I by no means say that it isn't a useful tool. My bother had cerebral palsy as well, and while he could manage typing slowly, I'm certain he could have found a use for it, if my family could have afforded it.

But "has a use" is not equivalent to "complete game changer for everyone"

I can imagine walking into my house and saying "Siri, set the heating at 17 degrees and show me what movies are showing at the local cinema; ah, play me the trailer for A Space Odyssey; OK, buy me two tickets for the 8pm showing and mark that in my calendar."

With respect... folks have been imagining that for decades. Asimov wrote of such stuff early in his career.

Here's the thing, as I look at it - my recollection is that Gartner research places smartphone sales, overall, as only 20% of the cell phone market in Q3 of 2010. The percentage is probably growing, but by no means a majority, and many of those sales are folks upgrading their phones, not new smartphone users. Many geeks think smartphone penetration is rather larger than it actually is, because geeks tend to be early adopters, so we tend to be surrounded by the things.

The lowest end iPhone 4S I can buy would be like $200, with addition of several hundred dollars extra per year of data plan on top of that. Talking to my house would require a substantial computer integrations into the electrical and heating systems - more money. We're talking thousands of dollars, in a bad economy.

The game doesn't change on the leading edge. The game changes in the mid-market, and that's a way off yet.
##########
▶ _PROBLEMS TO WORK ON_
a: Quote the Siri comment from "Here's the thing, as" through "way off yet.".
b: According to the Siri comment, why do many geeks think smartphone penetration is larger than it really is? Answer in one to three sentences.
c: Answer these from the Siri comment:
(i) What share of the cell phone market does the writer recall Gartner giving to smartphone sales in Q3 of 2010?
(ii) About how much would the lowest-end iPhone 4S cost the writer?
(iii) Which writer is said to have written of such voice-controlled conveniences early in his career?
The material that comes next stands apart from the Siri comment.
##########
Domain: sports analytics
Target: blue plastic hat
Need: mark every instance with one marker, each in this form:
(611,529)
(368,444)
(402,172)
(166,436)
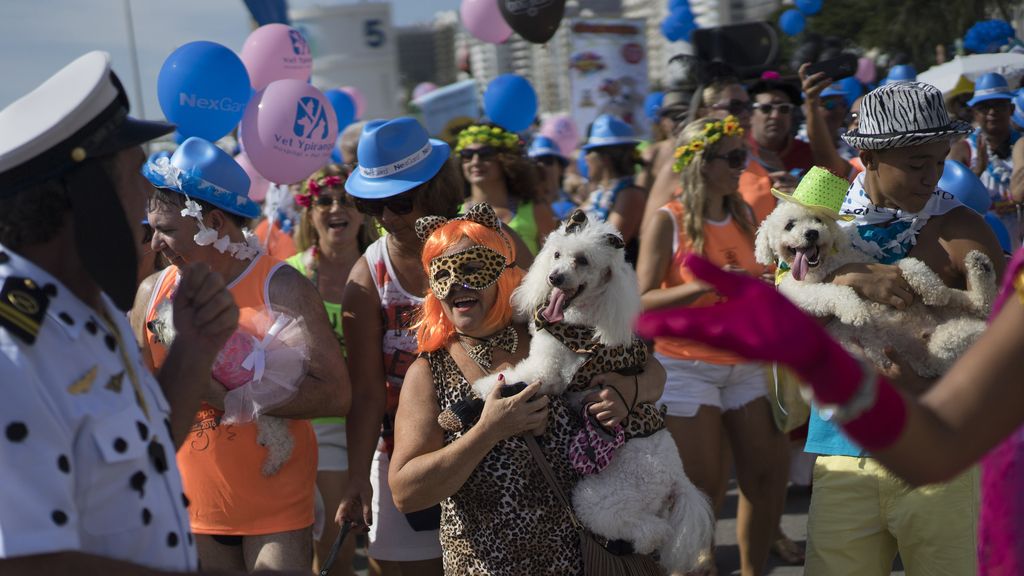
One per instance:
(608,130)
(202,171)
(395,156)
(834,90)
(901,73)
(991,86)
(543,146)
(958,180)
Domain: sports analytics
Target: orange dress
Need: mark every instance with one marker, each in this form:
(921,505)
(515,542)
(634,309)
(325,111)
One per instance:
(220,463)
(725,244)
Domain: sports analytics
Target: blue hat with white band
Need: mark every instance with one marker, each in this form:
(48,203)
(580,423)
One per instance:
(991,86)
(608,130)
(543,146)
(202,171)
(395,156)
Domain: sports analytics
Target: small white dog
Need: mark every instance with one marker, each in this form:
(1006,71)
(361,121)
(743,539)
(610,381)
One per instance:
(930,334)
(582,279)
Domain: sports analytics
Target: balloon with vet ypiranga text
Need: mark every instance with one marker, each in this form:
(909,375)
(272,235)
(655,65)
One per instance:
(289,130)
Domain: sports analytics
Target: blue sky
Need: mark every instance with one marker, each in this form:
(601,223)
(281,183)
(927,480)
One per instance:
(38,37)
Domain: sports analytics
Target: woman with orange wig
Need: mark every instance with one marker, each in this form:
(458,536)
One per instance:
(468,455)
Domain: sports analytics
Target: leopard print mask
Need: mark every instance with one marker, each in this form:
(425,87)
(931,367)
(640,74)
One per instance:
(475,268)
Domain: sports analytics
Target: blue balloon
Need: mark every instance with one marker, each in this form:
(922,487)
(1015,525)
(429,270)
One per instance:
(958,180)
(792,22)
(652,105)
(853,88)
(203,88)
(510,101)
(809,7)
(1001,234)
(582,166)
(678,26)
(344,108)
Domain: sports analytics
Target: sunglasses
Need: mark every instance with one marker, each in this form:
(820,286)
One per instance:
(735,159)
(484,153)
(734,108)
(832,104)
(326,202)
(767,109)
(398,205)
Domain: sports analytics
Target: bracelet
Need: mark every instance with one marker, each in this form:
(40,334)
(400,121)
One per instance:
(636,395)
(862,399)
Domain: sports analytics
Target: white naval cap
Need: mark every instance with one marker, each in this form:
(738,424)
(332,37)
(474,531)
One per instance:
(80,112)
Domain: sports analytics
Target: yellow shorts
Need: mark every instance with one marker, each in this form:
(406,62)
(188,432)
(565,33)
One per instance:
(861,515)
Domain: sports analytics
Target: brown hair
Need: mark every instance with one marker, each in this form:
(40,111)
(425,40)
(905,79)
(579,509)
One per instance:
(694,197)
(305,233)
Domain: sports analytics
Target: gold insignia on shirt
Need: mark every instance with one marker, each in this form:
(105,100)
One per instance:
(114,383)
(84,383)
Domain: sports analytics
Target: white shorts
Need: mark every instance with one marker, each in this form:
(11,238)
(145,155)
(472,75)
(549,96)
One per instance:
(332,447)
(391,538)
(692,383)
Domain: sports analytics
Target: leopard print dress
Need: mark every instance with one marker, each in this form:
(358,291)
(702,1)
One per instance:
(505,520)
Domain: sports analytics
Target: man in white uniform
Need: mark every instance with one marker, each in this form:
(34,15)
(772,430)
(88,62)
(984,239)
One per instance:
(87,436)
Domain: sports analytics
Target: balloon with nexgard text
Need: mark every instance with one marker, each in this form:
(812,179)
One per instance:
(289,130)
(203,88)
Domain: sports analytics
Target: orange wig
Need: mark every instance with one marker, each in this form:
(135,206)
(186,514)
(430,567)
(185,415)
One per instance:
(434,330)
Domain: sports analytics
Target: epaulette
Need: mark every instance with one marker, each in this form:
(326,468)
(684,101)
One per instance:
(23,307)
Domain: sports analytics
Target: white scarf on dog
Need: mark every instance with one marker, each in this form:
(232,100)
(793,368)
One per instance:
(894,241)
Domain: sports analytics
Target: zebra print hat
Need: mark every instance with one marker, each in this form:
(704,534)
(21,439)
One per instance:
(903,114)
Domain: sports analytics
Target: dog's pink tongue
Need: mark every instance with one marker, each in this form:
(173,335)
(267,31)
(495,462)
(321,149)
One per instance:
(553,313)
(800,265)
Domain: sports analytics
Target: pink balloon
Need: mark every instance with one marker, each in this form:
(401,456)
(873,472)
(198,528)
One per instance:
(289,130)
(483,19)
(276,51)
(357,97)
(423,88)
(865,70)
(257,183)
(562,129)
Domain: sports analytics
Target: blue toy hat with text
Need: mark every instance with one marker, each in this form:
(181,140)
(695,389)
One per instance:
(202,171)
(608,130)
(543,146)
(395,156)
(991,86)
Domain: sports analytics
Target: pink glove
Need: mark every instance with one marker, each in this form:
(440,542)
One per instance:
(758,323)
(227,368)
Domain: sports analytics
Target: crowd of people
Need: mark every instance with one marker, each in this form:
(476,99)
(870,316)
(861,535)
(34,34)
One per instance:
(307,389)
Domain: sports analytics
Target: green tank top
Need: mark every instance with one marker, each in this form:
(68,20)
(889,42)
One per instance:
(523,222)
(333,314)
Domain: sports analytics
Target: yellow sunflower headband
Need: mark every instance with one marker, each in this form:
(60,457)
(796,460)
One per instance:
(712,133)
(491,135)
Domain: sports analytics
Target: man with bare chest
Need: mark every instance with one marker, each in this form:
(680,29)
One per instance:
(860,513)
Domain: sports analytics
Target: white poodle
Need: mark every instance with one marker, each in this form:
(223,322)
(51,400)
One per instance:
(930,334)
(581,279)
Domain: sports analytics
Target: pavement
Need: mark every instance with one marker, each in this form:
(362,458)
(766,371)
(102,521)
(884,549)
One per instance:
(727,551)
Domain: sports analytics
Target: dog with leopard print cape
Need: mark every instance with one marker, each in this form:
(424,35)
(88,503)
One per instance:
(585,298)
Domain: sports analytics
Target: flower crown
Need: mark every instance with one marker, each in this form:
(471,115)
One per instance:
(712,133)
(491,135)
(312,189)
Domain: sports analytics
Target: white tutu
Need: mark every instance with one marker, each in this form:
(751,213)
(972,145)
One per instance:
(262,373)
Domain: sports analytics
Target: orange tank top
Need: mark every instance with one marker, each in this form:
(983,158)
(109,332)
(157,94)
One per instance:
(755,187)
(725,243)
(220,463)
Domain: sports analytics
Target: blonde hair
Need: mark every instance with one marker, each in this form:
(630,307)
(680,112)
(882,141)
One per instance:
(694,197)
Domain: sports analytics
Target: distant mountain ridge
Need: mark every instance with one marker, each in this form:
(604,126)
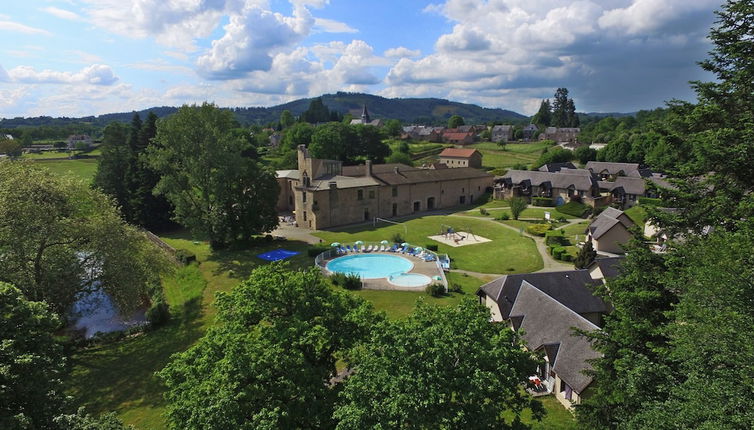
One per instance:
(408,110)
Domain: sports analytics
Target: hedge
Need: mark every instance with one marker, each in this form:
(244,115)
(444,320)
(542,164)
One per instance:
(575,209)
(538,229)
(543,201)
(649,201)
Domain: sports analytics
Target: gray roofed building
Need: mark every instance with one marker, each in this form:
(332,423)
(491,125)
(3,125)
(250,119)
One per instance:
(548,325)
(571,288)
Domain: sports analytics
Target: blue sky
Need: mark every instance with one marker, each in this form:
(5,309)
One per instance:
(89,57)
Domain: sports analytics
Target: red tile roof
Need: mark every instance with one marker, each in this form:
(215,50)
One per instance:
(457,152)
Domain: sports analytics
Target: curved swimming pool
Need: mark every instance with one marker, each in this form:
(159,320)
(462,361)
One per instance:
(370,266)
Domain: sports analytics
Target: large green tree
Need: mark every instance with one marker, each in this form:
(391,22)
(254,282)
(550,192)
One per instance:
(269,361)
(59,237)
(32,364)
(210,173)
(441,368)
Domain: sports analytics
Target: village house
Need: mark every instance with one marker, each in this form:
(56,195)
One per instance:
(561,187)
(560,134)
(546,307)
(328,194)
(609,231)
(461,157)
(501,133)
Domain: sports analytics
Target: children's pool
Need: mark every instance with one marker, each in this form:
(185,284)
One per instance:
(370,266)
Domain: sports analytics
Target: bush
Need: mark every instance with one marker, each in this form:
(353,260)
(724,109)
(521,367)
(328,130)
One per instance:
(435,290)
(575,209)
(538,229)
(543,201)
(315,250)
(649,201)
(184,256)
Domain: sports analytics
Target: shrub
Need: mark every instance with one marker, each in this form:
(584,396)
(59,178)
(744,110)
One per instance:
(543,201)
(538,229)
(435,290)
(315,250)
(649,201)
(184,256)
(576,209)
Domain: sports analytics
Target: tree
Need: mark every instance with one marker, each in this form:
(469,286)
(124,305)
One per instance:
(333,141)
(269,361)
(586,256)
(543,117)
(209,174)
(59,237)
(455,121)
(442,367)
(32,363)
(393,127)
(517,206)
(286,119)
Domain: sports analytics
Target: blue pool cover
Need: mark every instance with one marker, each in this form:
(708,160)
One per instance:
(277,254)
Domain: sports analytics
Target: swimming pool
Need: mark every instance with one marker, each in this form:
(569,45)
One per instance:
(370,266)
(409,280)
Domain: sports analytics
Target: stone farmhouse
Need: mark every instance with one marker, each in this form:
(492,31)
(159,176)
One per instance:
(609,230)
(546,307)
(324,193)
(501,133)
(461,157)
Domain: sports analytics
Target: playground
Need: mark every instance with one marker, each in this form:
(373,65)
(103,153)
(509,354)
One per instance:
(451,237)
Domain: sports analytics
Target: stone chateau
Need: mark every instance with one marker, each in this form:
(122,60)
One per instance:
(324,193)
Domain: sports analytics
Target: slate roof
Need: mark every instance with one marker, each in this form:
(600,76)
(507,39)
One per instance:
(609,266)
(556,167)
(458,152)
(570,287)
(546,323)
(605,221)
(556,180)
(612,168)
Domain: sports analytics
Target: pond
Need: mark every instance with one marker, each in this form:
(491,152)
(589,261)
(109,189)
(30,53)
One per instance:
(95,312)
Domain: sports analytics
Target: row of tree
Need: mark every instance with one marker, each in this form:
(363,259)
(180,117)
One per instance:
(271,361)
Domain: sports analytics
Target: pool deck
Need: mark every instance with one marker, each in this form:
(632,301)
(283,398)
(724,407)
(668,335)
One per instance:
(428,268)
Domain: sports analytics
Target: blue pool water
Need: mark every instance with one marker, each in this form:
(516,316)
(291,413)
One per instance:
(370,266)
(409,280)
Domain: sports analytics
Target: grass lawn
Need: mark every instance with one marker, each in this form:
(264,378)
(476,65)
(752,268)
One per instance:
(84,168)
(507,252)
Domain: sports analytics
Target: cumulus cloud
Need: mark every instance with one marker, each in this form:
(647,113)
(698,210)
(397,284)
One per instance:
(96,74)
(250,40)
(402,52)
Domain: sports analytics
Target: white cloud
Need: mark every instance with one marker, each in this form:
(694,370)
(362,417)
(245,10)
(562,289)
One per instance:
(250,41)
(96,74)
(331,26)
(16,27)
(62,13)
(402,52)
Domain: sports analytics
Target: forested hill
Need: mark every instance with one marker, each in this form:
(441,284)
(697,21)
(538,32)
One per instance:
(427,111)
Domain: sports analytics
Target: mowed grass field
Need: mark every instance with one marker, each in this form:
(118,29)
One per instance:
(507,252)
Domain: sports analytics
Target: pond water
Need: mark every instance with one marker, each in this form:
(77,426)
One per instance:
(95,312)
##########
▶ _SOLUTION LIST_
a:
Here's the thing, as I look at it - my recollection is that Gartner research places smartphone sales, overall, as only 20% of the cell phone market in Q3 of 2010. The percentage is probably growing, but by no means a majority, and many of those sales are folks upgrading their phones, not new smartphone users. Many geeks think smartphone penetration is rather larger than it actually is, because geeks tend to be early adopters, so we tend to be surrounded by the things.

The lowest end iPhone 4S I can buy would be like $200, with addition of several hundred dollars extra per year of data plan on top of that. Talking to my house would require a substantial computer integrations into the electrical and heating systems - more money. We're talking thousands of dollars, in a bad economy.

The game doesn't change on the leading edge. The game changes in the mid-market, and that's a way off yet.

b: Geeks tend to be early adopters of new technology. So they are surrounded by smartphones, which makes the devices seem more widespread than they actually are.

c:
(i) 20%
(ii) About $200, plus several hundred dollars a year for a data plan
(iii) Asimov